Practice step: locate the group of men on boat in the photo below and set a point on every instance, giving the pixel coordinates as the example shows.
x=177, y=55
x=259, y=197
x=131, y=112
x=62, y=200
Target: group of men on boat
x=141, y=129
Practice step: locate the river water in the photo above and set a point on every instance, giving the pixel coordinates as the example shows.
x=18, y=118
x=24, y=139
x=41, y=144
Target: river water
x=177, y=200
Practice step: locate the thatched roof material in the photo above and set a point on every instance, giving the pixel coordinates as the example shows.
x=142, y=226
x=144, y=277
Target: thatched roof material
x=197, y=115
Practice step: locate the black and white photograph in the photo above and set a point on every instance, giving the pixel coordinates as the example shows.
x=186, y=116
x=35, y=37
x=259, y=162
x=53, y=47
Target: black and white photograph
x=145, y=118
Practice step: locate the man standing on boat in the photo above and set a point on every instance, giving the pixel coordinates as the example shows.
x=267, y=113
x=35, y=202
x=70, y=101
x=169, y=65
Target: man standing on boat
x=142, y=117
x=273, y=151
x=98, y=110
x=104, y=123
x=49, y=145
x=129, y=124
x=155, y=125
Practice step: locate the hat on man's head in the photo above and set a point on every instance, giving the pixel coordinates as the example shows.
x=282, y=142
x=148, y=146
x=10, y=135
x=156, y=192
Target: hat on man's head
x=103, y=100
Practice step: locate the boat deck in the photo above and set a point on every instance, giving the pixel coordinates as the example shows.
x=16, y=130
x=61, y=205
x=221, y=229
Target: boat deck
+++
INSTRUCCIONES:
Convierte todo el listado anterior en una lista JSON de cadenas, con una cadena por cada línea y sin incluir las líneas en blanco.

SOLUCIÓN DEL EJERCICIO:
[
  "Practice step: locate the group of men on boat in the photo below and set a point on every instance, giving the pixel coordinates as the example shows.",
  "x=177, y=55",
  "x=259, y=197",
  "x=131, y=112",
  "x=62, y=200",
  "Target: group of men on boat",
  "x=141, y=129",
  "Practice step: locate the river water in the photo above and set a point on every instance, giving the pixel coordinates as the example shows.",
  "x=18, y=118",
  "x=24, y=139",
  "x=41, y=144",
  "Target: river water",
  "x=177, y=200",
  "Practice step: locate the thatched roof material in the photo above and set a point on every instance, giving the pixel coordinates as the example shows.",
  "x=142, y=226",
  "x=144, y=277",
  "Target: thatched roof material",
  "x=197, y=115",
  "Practice step: locate the black and white photograph in the photo above and set a point on every instance, giving the pixel coordinates as the example shows.",
  "x=186, y=116",
  "x=35, y=37",
  "x=259, y=162",
  "x=53, y=47",
  "Target: black and white photograph",
  "x=145, y=118",
  "Practice step: locate the man standing on boat in the photo above and set a point on every instance, giving the pixel coordinates as the example shows.",
  "x=267, y=113",
  "x=35, y=202",
  "x=70, y=101",
  "x=169, y=65",
  "Target: man standing on boat",
  "x=142, y=117",
  "x=273, y=151",
  "x=98, y=110",
  "x=104, y=123",
  "x=49, y=145",
  "x=129, y=124",
  "x=155, y=125",
  "Practice step: locate the hat on man's head in the photo above and set a point on every instance, giving the pixel coordinates as the example shows.",
  "x=282, y=142",
  "x=148, y=146",
  "x=10, y=135",
  "x=156, y=192",
  "Target: hat on man's head",
  "x=103, y=100",
  "Practice step: locate the boat deck in the photo above and set a point on every instance, giving the pixel coordinates as the example shows.",
  "x=16, y=130",
  "x=61, y=205",
  "x=221, y=229",
  "Target: boat deck"
]